[DATA SECTION — start]

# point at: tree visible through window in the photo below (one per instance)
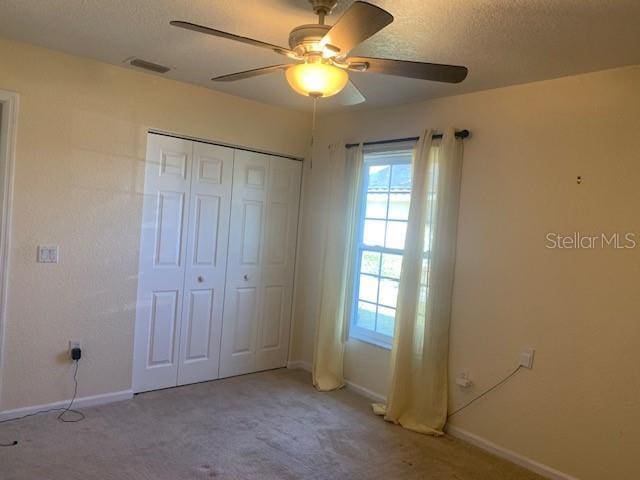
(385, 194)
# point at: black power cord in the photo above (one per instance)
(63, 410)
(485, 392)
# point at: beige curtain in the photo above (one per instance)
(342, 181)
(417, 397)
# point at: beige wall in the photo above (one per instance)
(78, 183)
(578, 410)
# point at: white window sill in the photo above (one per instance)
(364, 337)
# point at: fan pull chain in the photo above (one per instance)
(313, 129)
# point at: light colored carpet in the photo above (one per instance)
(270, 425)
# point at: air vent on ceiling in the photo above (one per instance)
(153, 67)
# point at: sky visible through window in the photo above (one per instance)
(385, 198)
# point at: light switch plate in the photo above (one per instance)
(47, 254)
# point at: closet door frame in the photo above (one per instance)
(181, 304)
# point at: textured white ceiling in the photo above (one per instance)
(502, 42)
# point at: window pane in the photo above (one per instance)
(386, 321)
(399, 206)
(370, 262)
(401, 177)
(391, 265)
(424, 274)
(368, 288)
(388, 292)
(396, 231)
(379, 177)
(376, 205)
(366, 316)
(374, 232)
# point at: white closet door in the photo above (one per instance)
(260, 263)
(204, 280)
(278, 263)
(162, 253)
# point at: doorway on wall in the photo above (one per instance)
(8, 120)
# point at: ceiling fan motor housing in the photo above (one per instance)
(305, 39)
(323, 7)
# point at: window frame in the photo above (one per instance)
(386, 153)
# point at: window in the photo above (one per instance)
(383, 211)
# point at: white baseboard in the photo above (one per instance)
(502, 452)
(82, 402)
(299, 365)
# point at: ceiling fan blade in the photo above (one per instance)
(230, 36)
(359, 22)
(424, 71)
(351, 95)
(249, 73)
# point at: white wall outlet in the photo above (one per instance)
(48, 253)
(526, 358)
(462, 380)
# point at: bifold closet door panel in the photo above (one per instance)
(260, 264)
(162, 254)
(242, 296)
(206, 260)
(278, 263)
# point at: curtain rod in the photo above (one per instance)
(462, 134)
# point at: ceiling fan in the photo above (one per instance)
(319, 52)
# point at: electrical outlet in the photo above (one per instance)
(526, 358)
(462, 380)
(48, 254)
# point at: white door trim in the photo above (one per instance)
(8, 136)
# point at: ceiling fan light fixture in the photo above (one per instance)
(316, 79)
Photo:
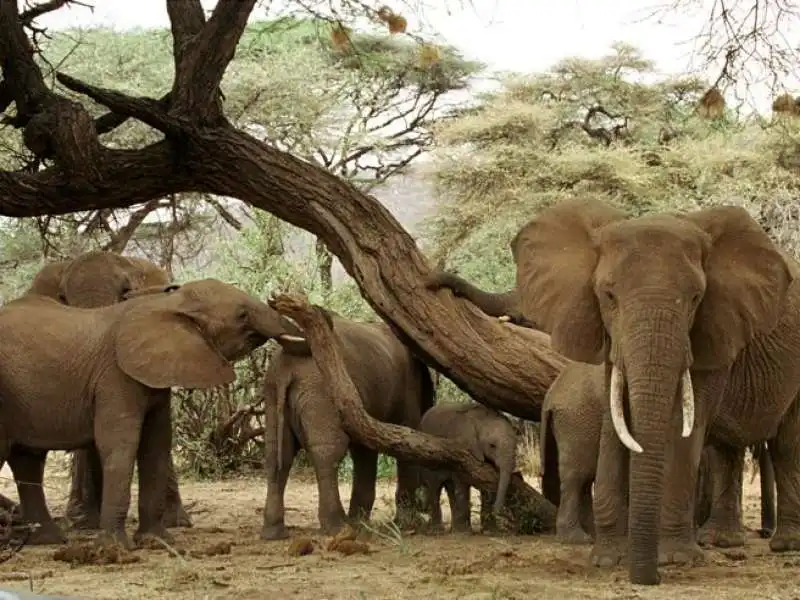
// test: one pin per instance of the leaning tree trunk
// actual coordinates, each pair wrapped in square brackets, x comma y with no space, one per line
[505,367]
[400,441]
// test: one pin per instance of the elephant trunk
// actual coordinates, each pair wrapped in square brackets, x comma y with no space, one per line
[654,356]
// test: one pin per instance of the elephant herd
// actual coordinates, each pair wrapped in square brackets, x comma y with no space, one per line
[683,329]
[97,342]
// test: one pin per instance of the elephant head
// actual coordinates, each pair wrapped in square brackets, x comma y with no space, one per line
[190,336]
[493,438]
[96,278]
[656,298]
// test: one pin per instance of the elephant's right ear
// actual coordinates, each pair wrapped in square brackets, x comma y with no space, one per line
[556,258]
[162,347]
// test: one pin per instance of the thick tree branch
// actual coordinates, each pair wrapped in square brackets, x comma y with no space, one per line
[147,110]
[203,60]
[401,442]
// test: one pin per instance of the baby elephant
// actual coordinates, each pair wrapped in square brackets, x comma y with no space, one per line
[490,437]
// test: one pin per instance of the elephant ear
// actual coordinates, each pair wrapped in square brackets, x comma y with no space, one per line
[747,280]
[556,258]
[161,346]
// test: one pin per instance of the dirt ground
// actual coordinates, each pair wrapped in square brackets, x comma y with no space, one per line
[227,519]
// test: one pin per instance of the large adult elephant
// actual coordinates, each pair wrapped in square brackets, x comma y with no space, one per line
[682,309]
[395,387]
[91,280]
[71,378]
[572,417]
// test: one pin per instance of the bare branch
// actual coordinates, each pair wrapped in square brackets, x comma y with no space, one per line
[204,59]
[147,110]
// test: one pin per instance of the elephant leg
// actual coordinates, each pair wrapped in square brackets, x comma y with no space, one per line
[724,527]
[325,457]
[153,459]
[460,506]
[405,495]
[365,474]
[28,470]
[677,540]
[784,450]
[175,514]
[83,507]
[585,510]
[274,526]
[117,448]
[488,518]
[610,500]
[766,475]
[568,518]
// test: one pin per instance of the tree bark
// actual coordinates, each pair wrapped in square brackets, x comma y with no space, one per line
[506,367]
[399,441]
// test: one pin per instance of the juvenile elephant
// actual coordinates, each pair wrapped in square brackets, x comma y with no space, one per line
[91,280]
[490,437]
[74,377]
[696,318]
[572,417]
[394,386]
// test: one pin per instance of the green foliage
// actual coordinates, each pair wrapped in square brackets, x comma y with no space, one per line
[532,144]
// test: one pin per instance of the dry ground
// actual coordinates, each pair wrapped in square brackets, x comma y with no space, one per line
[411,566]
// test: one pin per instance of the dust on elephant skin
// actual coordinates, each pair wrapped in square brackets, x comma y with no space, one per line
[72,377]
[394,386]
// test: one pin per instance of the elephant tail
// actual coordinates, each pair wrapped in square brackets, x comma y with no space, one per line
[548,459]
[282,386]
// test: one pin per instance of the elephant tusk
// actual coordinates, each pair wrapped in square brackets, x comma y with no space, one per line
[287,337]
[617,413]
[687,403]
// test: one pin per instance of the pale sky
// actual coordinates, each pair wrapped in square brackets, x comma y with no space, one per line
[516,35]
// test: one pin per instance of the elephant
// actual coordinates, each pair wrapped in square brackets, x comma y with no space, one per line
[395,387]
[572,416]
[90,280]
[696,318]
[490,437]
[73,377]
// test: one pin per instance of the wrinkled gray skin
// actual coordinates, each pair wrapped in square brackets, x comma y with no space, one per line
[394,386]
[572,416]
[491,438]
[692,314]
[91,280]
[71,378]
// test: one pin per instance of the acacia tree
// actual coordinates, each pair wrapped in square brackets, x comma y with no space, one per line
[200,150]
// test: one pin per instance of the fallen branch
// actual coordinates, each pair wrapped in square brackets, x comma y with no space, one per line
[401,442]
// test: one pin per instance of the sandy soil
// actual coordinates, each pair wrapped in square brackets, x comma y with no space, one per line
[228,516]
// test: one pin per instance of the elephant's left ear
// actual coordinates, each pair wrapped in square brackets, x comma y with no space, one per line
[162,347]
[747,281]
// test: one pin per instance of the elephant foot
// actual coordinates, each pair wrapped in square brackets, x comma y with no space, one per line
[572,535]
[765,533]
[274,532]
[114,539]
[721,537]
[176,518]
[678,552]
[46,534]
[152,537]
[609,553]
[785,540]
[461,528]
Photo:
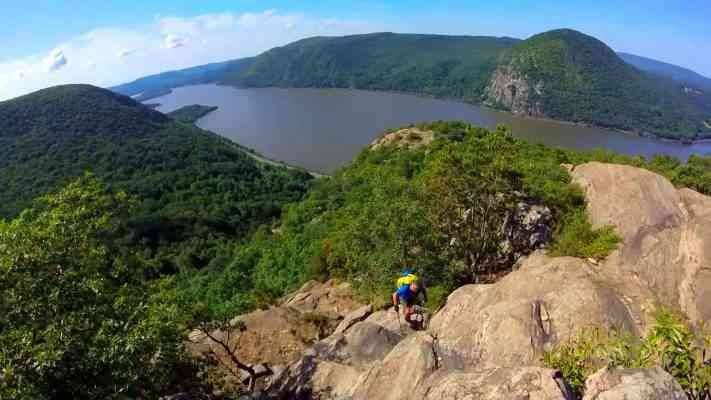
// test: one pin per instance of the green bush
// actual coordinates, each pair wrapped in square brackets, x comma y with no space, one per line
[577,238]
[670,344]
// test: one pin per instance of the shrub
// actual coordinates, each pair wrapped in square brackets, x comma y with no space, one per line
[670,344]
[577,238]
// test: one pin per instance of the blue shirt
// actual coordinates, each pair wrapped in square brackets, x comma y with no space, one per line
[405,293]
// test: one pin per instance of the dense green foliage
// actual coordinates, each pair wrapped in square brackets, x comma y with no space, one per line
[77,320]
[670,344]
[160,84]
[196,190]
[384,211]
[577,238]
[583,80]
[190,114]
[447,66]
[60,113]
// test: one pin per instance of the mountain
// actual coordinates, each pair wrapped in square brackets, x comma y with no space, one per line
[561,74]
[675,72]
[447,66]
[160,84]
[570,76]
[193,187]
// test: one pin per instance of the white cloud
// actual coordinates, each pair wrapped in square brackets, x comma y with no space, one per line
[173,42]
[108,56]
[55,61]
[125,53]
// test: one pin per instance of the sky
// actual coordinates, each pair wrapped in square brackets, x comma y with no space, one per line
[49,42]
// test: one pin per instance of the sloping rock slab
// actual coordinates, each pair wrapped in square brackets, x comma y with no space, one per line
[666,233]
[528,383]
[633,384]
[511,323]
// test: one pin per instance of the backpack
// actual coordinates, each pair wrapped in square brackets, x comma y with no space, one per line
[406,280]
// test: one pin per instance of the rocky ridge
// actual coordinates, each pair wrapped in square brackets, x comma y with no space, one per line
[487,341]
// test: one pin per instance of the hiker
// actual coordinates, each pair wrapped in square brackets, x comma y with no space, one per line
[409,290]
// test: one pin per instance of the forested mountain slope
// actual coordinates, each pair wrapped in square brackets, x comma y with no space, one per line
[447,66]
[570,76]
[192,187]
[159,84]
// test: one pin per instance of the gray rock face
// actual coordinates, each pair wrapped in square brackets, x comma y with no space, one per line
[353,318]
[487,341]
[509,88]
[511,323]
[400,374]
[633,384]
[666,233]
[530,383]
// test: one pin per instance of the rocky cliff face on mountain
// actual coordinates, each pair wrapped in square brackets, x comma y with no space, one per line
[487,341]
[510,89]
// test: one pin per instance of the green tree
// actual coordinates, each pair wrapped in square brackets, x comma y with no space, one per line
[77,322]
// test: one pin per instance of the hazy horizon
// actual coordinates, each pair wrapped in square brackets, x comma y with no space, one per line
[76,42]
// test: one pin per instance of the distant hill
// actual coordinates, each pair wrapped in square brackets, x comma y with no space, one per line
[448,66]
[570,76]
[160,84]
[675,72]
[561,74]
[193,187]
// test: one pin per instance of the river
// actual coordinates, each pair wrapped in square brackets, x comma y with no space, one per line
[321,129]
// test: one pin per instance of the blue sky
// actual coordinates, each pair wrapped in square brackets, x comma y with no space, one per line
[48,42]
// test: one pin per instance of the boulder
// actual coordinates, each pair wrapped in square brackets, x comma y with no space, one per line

[DATA SECTION — finish]
[DATA SECTION — start]

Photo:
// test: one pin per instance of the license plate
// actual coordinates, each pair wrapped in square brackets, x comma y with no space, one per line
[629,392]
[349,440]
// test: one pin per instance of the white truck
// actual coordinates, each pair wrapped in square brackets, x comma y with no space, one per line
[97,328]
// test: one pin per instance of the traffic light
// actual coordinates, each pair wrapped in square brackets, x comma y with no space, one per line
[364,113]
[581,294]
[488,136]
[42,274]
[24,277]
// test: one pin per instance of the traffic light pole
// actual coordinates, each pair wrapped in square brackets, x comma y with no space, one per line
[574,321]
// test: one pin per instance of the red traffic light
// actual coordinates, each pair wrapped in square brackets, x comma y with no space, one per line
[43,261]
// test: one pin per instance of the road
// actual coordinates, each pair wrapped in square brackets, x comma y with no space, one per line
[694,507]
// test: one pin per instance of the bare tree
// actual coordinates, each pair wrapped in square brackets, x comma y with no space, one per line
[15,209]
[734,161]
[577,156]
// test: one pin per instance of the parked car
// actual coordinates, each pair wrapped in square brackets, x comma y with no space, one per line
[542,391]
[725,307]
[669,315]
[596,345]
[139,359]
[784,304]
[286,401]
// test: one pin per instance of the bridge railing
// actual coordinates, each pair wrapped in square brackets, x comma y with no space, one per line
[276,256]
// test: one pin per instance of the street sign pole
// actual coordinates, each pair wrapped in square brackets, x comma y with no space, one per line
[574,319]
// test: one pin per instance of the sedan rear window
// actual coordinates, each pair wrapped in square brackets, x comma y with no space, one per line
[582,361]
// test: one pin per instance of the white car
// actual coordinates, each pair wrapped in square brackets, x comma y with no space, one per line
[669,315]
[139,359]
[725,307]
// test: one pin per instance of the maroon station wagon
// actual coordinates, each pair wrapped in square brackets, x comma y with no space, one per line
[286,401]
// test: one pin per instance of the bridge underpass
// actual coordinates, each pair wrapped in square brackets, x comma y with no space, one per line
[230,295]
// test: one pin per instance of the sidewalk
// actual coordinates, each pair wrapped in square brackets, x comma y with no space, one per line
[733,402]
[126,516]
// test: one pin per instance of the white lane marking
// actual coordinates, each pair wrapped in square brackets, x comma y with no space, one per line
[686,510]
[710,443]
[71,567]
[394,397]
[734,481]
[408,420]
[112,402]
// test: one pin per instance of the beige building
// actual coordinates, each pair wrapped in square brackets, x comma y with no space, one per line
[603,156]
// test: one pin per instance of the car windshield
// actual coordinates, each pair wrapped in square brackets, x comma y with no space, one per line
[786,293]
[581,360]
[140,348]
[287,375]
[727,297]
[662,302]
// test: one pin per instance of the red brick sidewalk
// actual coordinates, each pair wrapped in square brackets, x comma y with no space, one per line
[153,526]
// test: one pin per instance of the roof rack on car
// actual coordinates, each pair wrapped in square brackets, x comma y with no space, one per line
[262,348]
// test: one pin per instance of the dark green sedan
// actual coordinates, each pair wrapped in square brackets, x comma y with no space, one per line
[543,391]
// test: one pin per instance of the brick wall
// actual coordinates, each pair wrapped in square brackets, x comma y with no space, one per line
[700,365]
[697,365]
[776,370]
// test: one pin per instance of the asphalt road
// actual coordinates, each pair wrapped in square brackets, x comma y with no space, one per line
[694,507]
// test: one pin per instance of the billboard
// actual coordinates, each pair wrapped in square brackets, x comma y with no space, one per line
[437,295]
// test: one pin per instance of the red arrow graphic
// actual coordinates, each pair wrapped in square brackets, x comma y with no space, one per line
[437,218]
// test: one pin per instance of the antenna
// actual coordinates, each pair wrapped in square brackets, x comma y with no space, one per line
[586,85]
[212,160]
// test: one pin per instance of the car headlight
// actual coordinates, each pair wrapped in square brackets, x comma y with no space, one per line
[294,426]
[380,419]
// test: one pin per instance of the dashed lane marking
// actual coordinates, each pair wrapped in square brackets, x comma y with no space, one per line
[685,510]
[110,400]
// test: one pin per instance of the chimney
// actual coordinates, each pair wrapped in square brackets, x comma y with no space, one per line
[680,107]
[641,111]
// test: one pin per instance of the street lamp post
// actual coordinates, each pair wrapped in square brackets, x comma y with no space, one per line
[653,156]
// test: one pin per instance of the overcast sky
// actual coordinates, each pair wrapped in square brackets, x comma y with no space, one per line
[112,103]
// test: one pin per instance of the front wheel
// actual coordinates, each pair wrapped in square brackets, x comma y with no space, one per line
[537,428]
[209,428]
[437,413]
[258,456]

[DATA SECTION — finish]
[DATA SECTION — start]

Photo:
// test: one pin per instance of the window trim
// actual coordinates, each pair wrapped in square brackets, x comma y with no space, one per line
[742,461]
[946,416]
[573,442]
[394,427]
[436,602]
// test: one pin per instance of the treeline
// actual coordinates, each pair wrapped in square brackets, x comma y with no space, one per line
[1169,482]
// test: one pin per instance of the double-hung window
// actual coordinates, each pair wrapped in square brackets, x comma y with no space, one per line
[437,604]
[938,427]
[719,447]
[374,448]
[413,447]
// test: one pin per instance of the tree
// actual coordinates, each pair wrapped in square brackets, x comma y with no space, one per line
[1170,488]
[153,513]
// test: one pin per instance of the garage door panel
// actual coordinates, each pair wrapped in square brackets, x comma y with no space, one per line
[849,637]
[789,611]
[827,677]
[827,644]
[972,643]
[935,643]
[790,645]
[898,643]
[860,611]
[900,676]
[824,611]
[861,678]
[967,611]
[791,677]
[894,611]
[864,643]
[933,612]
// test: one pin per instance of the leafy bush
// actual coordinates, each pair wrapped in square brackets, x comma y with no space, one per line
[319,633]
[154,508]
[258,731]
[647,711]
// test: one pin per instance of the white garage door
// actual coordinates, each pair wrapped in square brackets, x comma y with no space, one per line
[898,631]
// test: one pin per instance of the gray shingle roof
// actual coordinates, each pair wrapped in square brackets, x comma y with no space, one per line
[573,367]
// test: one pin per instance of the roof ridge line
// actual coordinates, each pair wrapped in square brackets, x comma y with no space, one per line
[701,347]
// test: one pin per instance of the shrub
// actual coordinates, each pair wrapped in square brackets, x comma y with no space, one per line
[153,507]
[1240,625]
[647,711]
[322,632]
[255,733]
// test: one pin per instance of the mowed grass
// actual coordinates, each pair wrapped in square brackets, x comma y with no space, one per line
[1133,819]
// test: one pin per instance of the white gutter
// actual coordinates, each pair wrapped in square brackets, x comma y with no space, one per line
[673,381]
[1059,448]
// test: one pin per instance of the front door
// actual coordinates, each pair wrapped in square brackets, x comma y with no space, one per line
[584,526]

[DATA SECTION — finish]

Show every line in the entries above that contains the string "roof".

■ COMPLETED TASK ■
// test: one pin per instance of the roof rack on car
// test: one pin per instance of the gray shingle roof
// test: one pin per instance of the roof ridge line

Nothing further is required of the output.